Rows from a dataset:
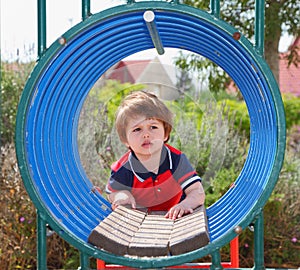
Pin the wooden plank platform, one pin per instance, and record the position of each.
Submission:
(138, 233)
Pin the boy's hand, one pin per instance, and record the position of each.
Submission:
(122, 197)
(178, 210)
(195, 197)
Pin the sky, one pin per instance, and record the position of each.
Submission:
(19, 25)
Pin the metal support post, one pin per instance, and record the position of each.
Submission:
(259, 29)
(41, 10)
(259, 242)
(41, 242)
(216, 260)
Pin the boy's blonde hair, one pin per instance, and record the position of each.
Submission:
(141, 103)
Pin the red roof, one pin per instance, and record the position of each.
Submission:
(289, 76)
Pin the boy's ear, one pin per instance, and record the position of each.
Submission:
(167, 137)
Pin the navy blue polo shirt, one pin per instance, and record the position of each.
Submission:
(158, 191)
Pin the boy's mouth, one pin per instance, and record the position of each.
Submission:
(146, 144)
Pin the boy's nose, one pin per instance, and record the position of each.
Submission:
(146, 135)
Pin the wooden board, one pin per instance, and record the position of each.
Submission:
(132, 232)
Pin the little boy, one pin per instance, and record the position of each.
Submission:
(151, 174)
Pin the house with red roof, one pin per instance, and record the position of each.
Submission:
(158, 78)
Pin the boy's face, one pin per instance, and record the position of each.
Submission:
(145, 137)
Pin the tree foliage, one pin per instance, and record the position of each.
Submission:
(280, 16)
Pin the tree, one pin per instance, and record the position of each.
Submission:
(280, 16)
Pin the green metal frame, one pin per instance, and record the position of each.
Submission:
(42, 218)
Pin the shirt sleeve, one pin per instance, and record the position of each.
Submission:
(184, 172)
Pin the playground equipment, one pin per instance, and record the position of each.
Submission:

**INSTRUCTIONS TO FOLLOW**
Nothing but the lines from the one with "Pin the boy's hand, one" through the last line should be repeated, each exactly as it stands.

**TASK SOLUTION**
Pin the boy's hand, one pin per instance, and record the position of each.
Submission:
(122, 197)
(178, 210)
(195, 197)
Pin the sky, one pin per instance, and record the position of each.
Submission:
(19, 25)
Pin the metal support post, one pin per instance, and record the position of each.
Submission:
(259, 29)
(41, 10)
(259, 242)
(41, 242)
(216, 260)
Pin the boy's blonde hair, one pin per instance, and record the position of each.
Submission:
(141, 103)
Pin the red roof, one pin per instance, and record the position of each.
Submission:
(289, 76)
Pin the boy's ear, one pin per instance, and record the position of each.
Submission:
(167, 137)
Pin the navy blue polo shirt, one pin per instance, and record the position of each.
Submission:
(158, 191)
Pin the boy's mouth, one pin per instance, and record the position of each.
Submission:
(146, 144)
Pin the boy's nose, one pin per instance, and record the position of each.
Submission:
(146, 135)
Pin the wooden board, one pin per instance, and record the position of each.
Submission:
(132, 232)
Pin the little boy, one pin per instance, and record the position of each.
Submission:
(151, 174)
Pin the house with red roof, one pin per instance, and record the position of each.
Submission:
(158, 78)
Pin the boy's face, one pin per instance, and record the position of each.
Submission:
(145, 137)
Pin the tree foliage, one pin per instance, and record the position of each.
Submission:
(280, 16)
Pin the tree, one pin per instance, and record the position of each.
Submission:
(280, 16)
Pin the green metal frame, one pin per instance, and record the position of each.
Submission:
(42, 218)
Pin the shirt sleeve, one pin per instance, and record the position of each.
Submission:
(184, 172)
Pin the playground equipment, one pin per instance, and record the position of each.
Submission:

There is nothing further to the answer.